[Extracted records]
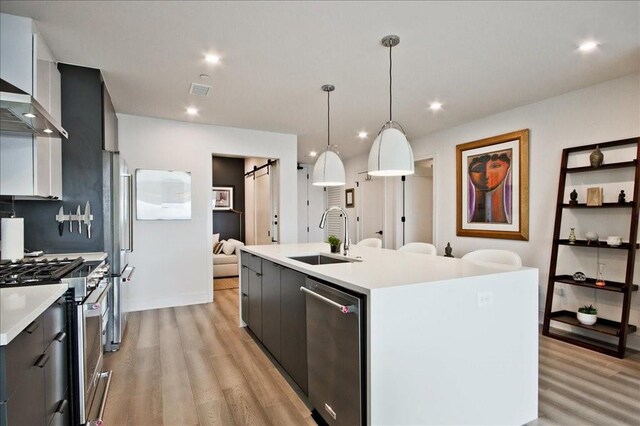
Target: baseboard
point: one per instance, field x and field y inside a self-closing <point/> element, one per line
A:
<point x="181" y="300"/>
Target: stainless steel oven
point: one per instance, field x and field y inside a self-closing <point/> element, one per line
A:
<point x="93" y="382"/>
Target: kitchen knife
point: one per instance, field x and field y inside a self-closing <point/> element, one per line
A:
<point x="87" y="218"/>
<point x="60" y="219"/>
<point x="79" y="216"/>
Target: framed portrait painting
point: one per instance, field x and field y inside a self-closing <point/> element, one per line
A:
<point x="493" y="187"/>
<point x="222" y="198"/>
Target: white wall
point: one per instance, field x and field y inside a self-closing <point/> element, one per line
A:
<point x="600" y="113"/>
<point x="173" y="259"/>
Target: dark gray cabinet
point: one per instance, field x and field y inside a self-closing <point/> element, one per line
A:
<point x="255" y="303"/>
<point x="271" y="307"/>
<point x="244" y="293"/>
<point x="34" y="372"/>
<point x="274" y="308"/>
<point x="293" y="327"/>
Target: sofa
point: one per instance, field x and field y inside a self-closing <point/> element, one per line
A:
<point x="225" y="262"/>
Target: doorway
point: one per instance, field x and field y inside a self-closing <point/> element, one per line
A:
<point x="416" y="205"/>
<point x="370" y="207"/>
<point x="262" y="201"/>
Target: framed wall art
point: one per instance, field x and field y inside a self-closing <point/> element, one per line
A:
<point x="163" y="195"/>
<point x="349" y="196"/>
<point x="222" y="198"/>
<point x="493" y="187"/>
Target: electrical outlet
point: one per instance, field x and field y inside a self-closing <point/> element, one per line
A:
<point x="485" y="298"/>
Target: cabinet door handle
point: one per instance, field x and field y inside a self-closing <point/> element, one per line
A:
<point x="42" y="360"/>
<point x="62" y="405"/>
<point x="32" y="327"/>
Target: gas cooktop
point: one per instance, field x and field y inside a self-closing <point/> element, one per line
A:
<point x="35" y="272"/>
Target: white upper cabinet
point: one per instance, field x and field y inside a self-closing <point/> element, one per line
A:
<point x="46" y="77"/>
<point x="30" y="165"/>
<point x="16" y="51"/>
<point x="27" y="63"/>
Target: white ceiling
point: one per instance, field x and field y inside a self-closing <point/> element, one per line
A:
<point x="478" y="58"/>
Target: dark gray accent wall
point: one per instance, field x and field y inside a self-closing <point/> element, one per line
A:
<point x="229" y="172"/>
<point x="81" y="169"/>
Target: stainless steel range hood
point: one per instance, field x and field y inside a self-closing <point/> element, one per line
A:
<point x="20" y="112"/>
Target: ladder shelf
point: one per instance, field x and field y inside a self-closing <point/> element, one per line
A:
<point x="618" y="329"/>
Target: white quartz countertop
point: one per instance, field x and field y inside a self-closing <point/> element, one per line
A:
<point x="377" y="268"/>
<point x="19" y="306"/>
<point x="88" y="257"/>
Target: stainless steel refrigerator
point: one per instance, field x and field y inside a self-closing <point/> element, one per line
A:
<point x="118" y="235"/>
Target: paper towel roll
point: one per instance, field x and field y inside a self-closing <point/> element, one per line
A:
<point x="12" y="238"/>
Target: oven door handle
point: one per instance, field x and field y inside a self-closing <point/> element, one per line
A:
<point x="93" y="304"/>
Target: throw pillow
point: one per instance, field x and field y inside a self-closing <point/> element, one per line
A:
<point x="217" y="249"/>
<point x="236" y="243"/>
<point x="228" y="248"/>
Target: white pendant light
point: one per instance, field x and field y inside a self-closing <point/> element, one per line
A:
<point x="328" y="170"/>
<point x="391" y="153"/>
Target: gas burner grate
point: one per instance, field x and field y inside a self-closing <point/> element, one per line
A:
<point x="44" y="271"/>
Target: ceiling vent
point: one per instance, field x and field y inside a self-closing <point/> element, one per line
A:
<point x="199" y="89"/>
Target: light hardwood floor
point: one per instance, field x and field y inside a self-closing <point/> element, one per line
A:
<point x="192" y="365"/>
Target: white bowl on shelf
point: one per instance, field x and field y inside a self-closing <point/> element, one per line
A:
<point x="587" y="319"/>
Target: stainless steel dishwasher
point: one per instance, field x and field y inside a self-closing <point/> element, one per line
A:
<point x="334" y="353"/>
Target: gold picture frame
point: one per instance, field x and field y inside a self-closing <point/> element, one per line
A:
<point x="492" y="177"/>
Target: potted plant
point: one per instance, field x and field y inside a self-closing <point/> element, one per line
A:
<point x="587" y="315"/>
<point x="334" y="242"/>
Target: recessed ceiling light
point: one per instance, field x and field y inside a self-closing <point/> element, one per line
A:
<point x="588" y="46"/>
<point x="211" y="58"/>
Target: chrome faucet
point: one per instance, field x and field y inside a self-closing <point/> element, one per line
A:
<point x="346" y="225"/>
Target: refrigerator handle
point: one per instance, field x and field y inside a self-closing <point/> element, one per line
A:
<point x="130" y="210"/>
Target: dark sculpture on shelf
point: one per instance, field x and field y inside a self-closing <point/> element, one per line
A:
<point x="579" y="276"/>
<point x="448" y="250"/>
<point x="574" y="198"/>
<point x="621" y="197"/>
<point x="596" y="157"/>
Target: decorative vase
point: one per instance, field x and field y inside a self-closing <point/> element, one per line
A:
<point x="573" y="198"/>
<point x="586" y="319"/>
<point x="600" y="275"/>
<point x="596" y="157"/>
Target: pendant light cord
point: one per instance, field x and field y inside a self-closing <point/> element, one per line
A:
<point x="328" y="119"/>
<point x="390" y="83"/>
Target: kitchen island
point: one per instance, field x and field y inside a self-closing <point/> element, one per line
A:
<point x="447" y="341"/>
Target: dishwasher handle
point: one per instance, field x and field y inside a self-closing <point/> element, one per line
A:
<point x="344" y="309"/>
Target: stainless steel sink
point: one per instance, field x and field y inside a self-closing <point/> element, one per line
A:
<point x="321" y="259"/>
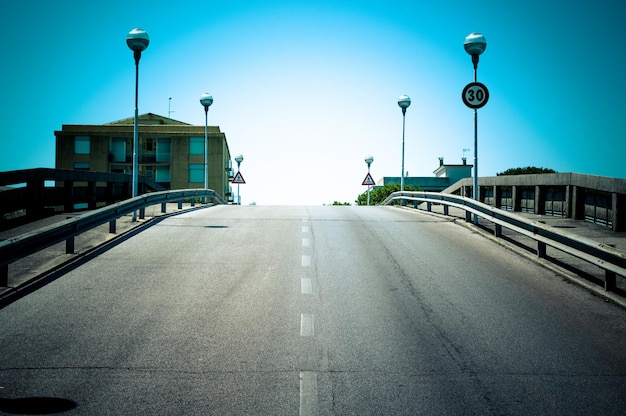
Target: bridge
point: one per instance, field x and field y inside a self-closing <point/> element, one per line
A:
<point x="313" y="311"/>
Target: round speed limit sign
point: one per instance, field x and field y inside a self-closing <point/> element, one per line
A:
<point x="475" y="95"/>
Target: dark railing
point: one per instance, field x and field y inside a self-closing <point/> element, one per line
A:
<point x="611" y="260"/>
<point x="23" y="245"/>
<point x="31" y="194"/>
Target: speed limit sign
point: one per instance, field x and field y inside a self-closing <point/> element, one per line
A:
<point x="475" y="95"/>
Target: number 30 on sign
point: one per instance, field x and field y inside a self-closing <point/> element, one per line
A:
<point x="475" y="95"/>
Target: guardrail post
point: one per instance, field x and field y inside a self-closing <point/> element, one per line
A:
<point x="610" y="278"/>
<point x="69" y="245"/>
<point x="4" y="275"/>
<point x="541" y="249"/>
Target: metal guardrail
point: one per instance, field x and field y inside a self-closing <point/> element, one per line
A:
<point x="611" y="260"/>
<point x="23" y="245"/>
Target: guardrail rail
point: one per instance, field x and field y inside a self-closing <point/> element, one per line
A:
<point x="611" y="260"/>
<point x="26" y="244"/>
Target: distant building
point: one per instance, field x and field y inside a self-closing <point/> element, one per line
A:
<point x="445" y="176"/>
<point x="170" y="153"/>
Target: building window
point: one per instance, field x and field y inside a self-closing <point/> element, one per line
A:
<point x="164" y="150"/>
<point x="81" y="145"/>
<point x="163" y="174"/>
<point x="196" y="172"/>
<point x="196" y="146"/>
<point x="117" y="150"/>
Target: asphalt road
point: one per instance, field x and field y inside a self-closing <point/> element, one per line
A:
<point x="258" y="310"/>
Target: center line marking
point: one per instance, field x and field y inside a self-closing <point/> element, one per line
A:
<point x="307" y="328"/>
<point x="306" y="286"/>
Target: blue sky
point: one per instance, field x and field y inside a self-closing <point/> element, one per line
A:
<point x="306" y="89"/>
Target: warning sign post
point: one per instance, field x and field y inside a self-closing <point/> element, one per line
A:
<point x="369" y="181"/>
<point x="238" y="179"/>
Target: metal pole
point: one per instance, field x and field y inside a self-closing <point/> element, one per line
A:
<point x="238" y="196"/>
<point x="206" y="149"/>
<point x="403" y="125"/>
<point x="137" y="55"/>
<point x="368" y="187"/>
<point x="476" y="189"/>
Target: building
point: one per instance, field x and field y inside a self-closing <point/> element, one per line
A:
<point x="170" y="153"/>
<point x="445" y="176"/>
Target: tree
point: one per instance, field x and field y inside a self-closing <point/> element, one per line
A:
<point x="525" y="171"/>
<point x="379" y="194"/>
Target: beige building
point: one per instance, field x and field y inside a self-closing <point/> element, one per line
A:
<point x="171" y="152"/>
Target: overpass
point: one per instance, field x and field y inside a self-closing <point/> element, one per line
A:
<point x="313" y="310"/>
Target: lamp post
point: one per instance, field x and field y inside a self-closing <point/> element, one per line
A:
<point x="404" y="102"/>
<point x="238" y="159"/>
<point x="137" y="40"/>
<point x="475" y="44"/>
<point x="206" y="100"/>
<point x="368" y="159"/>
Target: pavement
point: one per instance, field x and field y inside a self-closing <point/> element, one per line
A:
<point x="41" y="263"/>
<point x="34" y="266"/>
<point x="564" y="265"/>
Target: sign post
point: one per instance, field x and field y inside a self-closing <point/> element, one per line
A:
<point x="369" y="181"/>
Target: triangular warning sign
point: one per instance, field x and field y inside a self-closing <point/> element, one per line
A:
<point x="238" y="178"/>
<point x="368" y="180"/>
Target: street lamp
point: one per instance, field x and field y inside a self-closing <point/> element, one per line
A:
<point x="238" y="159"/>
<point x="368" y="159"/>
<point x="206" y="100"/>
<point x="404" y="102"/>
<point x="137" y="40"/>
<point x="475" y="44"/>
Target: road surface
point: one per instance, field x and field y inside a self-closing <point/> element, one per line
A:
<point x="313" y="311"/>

---

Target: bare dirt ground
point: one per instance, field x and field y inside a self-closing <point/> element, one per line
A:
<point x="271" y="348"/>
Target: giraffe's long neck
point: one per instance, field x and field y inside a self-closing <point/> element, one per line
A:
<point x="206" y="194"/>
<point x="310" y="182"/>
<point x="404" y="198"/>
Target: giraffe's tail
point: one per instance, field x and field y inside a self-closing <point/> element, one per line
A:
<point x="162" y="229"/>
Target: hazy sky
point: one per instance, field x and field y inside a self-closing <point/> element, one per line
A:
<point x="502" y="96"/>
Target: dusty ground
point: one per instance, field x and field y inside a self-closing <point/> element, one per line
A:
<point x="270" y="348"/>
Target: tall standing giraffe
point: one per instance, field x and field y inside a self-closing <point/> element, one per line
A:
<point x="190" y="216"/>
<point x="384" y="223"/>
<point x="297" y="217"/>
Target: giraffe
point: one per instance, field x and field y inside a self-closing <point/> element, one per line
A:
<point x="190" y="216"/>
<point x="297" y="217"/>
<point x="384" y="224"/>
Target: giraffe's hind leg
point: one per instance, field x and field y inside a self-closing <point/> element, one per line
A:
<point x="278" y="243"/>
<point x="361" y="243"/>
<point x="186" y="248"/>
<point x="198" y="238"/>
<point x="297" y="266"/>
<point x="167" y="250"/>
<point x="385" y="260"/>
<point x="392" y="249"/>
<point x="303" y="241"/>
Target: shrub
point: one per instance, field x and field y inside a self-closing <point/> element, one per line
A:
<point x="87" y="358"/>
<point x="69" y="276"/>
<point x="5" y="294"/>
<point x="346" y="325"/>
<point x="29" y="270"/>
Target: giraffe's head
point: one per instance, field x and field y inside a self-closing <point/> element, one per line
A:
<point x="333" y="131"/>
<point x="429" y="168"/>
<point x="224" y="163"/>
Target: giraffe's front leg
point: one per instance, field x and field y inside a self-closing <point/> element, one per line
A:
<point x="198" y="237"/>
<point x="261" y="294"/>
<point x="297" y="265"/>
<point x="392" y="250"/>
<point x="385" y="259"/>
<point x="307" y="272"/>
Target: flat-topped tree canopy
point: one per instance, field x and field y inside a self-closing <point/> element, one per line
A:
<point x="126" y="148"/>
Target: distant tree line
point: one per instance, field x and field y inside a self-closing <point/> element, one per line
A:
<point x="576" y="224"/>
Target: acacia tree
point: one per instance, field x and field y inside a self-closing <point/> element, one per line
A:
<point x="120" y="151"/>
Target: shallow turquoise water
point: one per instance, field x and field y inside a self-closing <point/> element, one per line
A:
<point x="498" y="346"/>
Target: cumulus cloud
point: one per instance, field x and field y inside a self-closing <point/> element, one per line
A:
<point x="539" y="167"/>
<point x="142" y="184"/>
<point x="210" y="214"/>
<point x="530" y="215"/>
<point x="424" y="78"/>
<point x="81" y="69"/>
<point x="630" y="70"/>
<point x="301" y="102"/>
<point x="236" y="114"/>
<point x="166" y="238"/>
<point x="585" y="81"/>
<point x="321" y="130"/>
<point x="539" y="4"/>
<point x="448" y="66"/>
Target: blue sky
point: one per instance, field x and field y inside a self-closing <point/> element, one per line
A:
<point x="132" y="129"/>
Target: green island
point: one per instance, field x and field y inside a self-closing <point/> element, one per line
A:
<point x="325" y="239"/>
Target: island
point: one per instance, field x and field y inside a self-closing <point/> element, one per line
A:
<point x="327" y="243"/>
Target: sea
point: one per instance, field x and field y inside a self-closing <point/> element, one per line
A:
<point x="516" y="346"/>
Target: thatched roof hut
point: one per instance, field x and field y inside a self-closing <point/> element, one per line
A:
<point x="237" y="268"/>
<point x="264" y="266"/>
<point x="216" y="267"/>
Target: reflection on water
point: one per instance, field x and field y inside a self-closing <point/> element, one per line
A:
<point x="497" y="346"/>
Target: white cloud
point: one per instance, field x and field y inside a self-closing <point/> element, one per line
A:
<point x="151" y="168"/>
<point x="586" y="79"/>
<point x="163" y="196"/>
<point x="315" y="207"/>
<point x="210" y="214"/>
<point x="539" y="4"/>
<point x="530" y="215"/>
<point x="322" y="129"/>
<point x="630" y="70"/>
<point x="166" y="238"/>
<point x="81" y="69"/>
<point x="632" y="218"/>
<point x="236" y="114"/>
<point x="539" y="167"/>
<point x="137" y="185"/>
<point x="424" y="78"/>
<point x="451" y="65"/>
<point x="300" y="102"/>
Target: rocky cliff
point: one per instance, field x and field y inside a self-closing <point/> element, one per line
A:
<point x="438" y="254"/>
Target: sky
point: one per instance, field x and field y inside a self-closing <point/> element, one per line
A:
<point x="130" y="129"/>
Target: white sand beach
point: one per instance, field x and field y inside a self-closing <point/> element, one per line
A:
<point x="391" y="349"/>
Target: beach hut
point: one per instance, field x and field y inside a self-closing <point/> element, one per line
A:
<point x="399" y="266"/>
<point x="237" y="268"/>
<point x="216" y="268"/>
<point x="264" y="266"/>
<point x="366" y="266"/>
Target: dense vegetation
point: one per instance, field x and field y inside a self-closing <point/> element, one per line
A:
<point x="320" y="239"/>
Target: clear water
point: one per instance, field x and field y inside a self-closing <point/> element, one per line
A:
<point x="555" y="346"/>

PROBLEM DETAILS.
Where does the word "road" occur in the records? Return every line that holds it.

TASK RESULT.
Target: asphalt road
Target: road surface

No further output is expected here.